(TASK ITEM): Look below for the line containing "Target: small island"; from there, print each line exactly up to and including the line containing "Target: pale blue water", and stop.

(EXERCISE MATERIALS):
§ §
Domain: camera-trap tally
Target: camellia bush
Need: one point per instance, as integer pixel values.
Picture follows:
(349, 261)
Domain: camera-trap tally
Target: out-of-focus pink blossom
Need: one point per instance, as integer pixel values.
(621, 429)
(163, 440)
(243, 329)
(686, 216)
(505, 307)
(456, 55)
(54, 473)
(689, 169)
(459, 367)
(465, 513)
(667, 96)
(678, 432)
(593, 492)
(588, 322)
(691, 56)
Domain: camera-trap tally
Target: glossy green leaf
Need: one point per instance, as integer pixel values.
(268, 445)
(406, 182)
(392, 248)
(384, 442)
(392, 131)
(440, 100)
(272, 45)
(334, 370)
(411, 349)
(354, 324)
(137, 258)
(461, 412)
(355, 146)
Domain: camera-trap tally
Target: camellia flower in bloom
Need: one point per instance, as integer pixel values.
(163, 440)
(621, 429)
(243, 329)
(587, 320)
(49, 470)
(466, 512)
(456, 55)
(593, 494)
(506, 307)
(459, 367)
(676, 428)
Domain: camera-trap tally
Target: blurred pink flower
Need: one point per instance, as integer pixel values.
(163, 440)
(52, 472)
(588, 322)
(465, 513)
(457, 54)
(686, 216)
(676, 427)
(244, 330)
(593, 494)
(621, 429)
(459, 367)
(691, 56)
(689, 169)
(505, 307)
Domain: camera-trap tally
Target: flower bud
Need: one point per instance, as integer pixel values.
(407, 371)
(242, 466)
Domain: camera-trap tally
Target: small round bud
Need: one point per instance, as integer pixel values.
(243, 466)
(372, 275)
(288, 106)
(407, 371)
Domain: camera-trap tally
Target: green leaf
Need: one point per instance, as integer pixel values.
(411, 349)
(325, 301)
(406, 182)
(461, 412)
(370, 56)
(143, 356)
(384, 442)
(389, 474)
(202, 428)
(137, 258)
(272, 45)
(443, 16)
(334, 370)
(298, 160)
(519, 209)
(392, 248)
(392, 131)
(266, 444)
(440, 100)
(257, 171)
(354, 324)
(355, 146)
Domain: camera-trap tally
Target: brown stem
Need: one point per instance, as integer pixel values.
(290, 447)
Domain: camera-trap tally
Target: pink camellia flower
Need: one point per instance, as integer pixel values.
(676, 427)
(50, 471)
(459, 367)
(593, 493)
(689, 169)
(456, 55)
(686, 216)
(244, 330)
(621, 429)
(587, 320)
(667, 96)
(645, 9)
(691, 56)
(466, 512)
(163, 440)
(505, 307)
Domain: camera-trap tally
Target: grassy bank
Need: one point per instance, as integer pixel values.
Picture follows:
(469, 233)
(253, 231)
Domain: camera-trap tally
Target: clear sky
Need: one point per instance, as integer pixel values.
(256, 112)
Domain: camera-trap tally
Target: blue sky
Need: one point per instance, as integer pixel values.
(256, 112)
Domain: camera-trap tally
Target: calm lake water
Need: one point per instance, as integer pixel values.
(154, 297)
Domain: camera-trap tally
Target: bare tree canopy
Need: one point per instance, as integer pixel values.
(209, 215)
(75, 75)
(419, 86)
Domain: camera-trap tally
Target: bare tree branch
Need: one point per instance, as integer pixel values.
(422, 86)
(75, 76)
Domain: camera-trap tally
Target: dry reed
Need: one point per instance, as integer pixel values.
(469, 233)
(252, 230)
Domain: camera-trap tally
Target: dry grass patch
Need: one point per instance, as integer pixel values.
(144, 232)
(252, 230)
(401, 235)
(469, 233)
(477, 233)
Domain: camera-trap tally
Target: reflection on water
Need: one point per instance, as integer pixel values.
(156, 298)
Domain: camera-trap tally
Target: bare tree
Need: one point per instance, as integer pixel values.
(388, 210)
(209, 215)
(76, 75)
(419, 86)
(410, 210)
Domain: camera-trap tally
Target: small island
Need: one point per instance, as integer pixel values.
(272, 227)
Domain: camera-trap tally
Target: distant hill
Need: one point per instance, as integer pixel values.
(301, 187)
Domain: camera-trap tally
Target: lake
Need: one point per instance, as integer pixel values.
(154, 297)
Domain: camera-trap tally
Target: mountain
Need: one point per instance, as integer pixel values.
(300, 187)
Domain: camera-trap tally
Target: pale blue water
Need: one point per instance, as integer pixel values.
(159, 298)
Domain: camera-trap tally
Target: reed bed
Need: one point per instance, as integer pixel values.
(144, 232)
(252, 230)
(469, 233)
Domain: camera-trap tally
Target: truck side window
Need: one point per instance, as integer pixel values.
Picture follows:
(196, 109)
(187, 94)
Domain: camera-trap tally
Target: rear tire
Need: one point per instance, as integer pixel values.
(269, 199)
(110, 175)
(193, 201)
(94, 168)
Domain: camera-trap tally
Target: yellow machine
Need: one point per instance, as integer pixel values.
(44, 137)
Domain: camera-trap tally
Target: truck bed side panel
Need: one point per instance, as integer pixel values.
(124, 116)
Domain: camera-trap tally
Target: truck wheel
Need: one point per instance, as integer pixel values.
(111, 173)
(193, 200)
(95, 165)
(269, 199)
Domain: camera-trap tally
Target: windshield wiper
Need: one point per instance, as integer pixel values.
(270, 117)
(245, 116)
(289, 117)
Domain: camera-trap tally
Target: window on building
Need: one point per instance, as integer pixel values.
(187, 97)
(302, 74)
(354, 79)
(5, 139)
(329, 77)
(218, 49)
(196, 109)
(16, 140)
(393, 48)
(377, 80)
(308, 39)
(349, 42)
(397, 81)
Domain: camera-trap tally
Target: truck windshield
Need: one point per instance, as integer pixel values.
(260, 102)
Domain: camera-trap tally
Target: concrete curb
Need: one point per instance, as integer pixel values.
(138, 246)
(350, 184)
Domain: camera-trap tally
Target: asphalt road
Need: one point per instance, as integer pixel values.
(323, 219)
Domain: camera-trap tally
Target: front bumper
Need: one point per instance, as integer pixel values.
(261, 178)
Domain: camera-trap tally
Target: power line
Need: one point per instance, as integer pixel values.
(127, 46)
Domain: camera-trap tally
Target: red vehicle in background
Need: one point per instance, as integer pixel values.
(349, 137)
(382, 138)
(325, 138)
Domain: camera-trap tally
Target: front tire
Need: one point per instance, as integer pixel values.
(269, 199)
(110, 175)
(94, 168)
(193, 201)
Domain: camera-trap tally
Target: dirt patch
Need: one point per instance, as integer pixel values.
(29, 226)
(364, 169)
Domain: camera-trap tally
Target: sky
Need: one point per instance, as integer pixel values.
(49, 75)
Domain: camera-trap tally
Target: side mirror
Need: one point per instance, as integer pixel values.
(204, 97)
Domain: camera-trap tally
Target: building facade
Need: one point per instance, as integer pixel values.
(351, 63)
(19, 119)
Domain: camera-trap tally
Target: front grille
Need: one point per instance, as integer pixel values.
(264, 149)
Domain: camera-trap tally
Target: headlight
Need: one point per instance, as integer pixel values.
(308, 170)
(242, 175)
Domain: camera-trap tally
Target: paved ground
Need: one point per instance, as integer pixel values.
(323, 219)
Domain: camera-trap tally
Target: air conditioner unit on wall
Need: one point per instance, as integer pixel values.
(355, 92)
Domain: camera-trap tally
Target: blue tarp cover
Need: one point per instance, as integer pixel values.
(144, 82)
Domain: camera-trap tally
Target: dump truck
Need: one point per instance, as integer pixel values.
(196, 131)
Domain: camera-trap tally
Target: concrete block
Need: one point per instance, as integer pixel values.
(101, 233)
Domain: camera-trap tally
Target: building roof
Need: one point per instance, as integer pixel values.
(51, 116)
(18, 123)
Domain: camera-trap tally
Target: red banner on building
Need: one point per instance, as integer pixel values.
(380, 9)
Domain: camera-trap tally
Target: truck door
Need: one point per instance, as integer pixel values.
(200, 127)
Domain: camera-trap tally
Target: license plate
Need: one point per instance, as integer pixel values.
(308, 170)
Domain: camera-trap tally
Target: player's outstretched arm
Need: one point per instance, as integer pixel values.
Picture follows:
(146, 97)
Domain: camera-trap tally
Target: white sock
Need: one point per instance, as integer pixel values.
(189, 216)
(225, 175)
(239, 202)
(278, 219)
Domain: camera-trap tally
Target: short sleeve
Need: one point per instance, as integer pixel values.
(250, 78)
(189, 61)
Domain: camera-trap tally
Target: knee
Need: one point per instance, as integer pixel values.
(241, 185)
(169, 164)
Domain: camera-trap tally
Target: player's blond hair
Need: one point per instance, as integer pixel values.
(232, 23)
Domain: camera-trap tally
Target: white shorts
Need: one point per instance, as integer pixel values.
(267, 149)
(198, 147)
§ §
(SOLUTION TO THE EXERCISE):
Target: small island
Need: one point per instance, as integer pixel values.
(272, 227)
Domain: camera-trap tally
Target: distant hill
Need: one point per instance, as integer pixel values.
(301, 187)
Domain: camera-trap tally
Target: lake
Need: one point per instance, as integer pixel values.
(154, 297)
Domain: camera-trap tally
Target: mountain
Need: one point per instance, as integer pixel values.
(300, 187)
Domain: camera-trap tally
Target: pale blue water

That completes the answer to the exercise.